**Point placement records**
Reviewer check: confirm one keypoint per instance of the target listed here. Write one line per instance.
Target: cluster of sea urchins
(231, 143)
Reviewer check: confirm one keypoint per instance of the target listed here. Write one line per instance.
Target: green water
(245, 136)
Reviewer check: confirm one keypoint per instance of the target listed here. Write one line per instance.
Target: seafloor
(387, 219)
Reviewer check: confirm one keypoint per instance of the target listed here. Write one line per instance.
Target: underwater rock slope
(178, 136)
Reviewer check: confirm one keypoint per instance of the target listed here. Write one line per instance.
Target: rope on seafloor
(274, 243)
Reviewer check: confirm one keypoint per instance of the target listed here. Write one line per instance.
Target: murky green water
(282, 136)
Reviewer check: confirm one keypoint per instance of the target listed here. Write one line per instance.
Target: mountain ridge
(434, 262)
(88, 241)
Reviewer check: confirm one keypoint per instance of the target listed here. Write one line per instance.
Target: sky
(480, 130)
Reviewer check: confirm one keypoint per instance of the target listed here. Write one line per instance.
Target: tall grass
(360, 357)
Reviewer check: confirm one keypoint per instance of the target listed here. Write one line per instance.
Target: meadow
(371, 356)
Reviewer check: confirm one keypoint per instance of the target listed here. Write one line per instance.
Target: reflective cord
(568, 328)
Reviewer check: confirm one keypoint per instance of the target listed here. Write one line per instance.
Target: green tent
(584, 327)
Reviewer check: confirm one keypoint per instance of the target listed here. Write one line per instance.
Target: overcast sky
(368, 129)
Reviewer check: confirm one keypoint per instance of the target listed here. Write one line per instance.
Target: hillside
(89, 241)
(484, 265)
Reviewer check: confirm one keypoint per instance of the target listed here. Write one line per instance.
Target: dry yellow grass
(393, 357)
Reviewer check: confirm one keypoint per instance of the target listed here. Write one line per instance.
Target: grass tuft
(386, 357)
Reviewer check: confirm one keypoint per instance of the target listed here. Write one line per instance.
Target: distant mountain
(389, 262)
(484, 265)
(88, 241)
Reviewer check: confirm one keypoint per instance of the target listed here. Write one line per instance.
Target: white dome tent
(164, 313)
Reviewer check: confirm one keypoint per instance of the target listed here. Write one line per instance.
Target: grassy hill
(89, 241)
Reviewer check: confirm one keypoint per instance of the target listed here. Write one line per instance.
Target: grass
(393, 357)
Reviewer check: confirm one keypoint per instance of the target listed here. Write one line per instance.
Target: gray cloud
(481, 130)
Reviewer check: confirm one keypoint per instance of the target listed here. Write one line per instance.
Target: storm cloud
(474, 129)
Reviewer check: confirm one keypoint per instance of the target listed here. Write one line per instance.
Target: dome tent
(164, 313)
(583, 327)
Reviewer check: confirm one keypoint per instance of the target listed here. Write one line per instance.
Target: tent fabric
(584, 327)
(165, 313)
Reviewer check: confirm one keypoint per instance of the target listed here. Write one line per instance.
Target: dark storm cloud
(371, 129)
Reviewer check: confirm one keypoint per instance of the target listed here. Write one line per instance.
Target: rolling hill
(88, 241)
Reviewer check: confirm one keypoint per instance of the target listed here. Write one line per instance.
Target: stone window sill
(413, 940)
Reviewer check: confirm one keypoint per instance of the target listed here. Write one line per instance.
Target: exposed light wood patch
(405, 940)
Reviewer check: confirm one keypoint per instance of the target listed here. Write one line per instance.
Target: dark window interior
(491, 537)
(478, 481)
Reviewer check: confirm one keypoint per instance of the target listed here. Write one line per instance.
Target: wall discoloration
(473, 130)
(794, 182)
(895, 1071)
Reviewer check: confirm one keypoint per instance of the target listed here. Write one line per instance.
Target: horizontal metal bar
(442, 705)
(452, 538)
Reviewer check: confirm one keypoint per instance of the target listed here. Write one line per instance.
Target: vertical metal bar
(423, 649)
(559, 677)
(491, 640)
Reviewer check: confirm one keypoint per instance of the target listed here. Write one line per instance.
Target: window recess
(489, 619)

**Written request**
Write all of the records out again exactly.

**Output below**
Reviewer check: confirm one keypoint per instance of the target listed here. Write one line per instance.
Target: cluster of sea urchins
(231, 143)
Reviewer check: confirm one keypoint per instance of the target listed here. Write one line per instance.
Target: green water
(245, 136)
Reviewer check: confirm one keypoint per instance of the target listed here. Write one line per instance.
Target: seafloor
(387, 219)
Reviewer check: confirm one keypoint per instance of the target listed here. Write one line per instance.
Target: underwater rock slope
(178, 136)
Reviewer check: confirm one keypoint per instance of the target listed here. Write one line per instance.
Target: rope on seafloor
(274, 243)
Reviewer check: confirm one keypoint per instance of the target listed here. Write one line per instance.
Target: murky green water
(282, 136)
Reviewer check: confirm one keypoint per instance of the target listed here. Write one line per instance.
Target: mountain ridge
(434, 262)
(88, 241)
Reviewer check: confirm one keypoint per instance of the target listed here. Write one line per instance.
Target: sky
(480, 130)
Reviewer check: confirm one keypoint per instance of the target listed here. Write one line per instance.
Target: tall grass
(360, 357)
Reviewer check: confirm one keypoint per instance of the target listed here. Write one line per instance.
Target: meadow
(371, 356)
Reviewer check: confirm one keypoint per instance of the target listed here. Write one line per instance.
Target: reflective cord
(568, 328)
Reviewer check: confirm one keypoint per instance of the target listed here. Write one line per instance.
Target: green tent
(584, 327)
Reviewer check: confirm one keypoint per instance of the target listed here. Write one line per instance.
Target: overcast sky
(368, 129)
Reviewer check: confirm one keypoint per instance of the target listed here. Write one line per instance.
Target: hillside
(89, 241)
(484, 265)
Reviewer check: confirm one keypoint per instance of the target listed here. Write one line per instance.
Target: dry yellow grass
(393, 357)
Reviewer check: confirm one keypoint per instance of the target listed here. Write one line per instance.
Target: grass tuft
(386, 357)
Reviewer check: confirm one keypoint per instance of the target listed here. Write one line per instance.
Target: distant mountain
(389, 262)
(484, 265)
(88, 241)
Reviewer check: confirm one keypoint per instance of the target listed here. Write one line per instance.
Target: white dome tent
(164, 313)
Reviewer check: confirm one keypoint per instance of the target listed here. Write one line per instance.
Target: grassy hill
(89, 241)
Reviewer check: confirm one keypoint per instance of the target listed here. Write one line per instance.
Target: grass
(393, 357)
Reviewer check: confirm one keypoint per instance of the target listed here. Write one line per instance.
Target: gray cloud
(481, 130)
Reviewer check: confirm one keypoint per instance of the target listed here. Write one line per instance.
Target: storm cloud
(474, 129)
Reviewer check: confirm one keypoint per instance of the target listed here. Write one line per instance.
Target: dome tent
(164, 313)
(583, 327)
Reviewer check: confirm one keypoint per instance of the target listed here. Write one line per instance.
Target: tent fabric
(584, 327)
(165, 313)
Reviewer check: confirm one keypoint per instance of the target listed here. Write one line per instance.
Target: dark storm cloud
(371, 129)
Reviewer check: confirm one keypoint per instance of the target listed here. Write one line per instance.
Target: rolling hill
(88, 241)
Reviewer check: confirm one keypoint per instance of the target listed here. Write one line per instance.
Target: stone window sill
(413, 940)
Reviewer check: confirm one keypoint per instance of the target listed here. Write one line per instance.
Target: exposed light wood patch
(405, 940)
Reviewer check: confirm one keypoint per instance of the target listed here. Write one line per instance.
Target: dark window interior
(491, 537)
(478, 481)
Reviewer check: confirm one keypoint per instance of the target listed here. Write one line per instance.
Target: wall discoloration
(473, 130)
(794, 182)
(895, 1071)
Reviewer check: confirm one keypoint per instance of the target listed here. Write one line per instance.
Target: horizontal metal bar
(442, 705)
(452, 538)
Reviewer check: confirm one keypoint per instance of the target listed here. Write one line per instance.
Target: vertical metal bar
(423, 649)
(559, 677)
(491, 640)
Reviewer check: confirm one keypoint per instance of the target listed here. Write one line per instance.
Target: window recess
(489, 619)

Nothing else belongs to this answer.